Your task » Up to and including the line with "Annotation spec — this batch focuses on the class boy", write out the listing from its first line, minus the pictures.

Supplied data »
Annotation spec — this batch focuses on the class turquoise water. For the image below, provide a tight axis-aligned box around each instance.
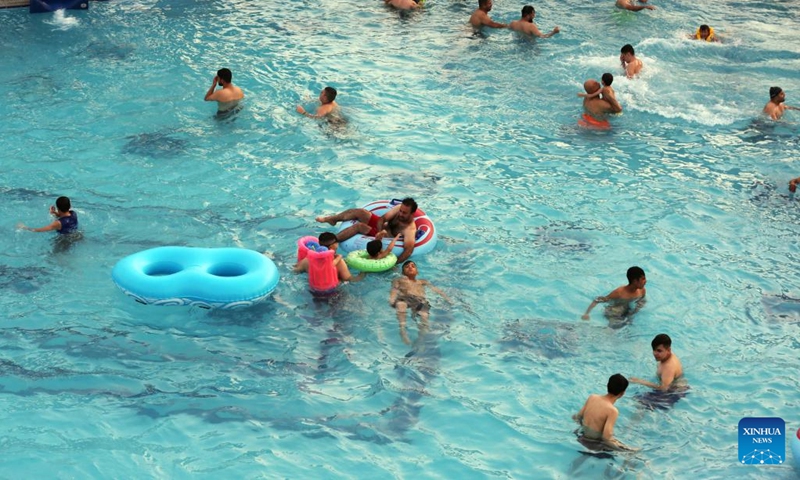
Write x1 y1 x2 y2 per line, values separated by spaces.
1 0 799 477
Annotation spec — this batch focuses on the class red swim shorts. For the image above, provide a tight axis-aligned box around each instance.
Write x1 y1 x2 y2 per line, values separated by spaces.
366 213 381 237
578 113 611 129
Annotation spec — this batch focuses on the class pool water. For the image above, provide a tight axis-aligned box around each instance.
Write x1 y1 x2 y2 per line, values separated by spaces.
1 0 799 477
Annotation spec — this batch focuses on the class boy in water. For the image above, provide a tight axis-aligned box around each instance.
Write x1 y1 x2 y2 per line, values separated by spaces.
389 261 451 344
17 196 79 235
578 73 618 107
366 233 401 260
573 374 639 451
582 266 646 323
630 333 685 392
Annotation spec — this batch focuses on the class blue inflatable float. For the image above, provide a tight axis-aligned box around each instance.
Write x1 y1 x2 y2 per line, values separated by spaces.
793 427 800 471
112 247 279 309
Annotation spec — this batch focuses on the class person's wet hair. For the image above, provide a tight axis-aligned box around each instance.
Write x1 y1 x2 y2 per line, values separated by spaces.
651 333 672 350
626 266 645 283
323 86 337 102
402 260 416 273
56 196 71 213
601 73 614 87
401 197 418 213
217 68 233 84
607 373 629 396
318 232 338 247
699 24 710 32
478 0 490 7
521 5 534 16
366 239 382 257
620 44 634 56
770 86 782 99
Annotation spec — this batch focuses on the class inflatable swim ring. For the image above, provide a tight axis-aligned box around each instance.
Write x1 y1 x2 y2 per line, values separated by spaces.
578 113 611 130
297 236 338 294
345 250 397 272
337 199 437 257
112 247 279 309
792 427 800 470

Answer box »
Annotation spec — this batch focuses on the class turquoise water. For the image below, provide a tight axis-aligned box around each instance.
Write x1 y1 x2 y2 per line, values separated by spaces.
1 0 799 477
Annotation spec — this batch focuses on the class red swim shorts. For the image above, provide a tight axis-aligned box around each instance.
Write x1 y1 x2 y2 per line, values separated by spaces.
366 213 381 237
578 113 611 129
Annotation spec — this batch focuses on the class pool water. For the image above, provide a tight axis-aligned box around each instance.
Write x1 y1 x2 y2 per line, values separated by spaces.
1 0 799 477
Annotation spec — this batch focuses on the class boy in water. For the image above, provide a tight axis-aligned box around each instance.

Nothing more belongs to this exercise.